**Work required**
Lines in which "attribute" appears should be pulled from the data below.

[Items from a dataset]
╔══

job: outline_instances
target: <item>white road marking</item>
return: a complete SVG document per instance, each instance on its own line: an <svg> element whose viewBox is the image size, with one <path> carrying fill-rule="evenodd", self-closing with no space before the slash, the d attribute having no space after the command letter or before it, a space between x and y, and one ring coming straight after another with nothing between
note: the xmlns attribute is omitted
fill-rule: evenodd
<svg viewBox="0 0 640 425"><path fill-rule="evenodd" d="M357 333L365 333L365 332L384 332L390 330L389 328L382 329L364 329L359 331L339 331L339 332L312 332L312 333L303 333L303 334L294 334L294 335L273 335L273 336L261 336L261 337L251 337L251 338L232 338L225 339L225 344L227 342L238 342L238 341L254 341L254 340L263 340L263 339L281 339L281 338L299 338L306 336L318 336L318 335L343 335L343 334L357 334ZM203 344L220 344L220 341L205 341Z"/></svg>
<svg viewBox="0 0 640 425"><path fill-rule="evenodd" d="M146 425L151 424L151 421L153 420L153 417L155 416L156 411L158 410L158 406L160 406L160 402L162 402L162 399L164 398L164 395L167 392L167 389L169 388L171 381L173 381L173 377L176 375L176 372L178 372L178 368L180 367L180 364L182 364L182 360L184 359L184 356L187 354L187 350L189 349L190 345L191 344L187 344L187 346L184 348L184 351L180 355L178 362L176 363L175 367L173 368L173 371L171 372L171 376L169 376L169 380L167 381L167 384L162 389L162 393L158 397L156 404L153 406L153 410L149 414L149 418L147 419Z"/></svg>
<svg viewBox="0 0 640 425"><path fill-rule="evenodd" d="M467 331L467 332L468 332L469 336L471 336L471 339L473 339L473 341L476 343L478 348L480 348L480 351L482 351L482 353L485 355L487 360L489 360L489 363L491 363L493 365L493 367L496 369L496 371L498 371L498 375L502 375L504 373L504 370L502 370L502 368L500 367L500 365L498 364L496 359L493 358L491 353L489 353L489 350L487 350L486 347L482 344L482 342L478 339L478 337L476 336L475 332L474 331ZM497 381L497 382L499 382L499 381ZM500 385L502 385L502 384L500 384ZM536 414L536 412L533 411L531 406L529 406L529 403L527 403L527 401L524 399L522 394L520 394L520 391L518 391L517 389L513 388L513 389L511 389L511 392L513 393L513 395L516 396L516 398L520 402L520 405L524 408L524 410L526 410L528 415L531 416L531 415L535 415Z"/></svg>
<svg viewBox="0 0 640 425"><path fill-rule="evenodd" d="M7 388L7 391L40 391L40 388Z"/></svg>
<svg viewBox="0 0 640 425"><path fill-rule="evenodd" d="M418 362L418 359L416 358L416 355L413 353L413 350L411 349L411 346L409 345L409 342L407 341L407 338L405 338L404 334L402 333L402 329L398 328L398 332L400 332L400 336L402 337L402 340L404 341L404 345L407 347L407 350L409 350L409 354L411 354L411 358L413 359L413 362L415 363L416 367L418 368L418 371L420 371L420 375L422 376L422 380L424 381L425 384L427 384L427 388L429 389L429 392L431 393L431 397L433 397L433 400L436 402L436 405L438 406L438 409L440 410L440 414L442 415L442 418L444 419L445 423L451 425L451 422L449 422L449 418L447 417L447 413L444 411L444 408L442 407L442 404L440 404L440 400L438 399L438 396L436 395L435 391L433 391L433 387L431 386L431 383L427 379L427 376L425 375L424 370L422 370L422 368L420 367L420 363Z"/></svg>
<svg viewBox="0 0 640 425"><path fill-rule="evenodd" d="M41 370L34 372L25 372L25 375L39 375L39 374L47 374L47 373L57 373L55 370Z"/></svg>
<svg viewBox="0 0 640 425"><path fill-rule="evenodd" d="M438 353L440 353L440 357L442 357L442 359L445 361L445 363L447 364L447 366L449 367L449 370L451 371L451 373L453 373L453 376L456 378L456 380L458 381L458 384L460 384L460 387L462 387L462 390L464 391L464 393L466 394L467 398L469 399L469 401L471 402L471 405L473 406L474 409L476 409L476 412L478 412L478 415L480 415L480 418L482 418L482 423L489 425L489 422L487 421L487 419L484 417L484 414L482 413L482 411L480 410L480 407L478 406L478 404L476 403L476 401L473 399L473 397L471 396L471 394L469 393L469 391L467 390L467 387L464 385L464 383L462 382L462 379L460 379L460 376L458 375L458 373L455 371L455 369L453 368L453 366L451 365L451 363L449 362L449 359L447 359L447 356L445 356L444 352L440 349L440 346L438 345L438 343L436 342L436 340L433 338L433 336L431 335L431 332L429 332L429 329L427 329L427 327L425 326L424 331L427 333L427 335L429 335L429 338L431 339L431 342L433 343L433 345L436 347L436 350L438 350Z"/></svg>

╚══

**Completed task**
return: a complete SVG document per instance, each instance on its own line: an <svg> element whose viewBox is the image size, with one <path> carrying fill-rule="evenodd", self-closing with no space before the slash, the d attribute having no space after the command letter or before it, a space between x and y, and one ring coming straight after another with nothing between
note: the xmlns attribute is omitted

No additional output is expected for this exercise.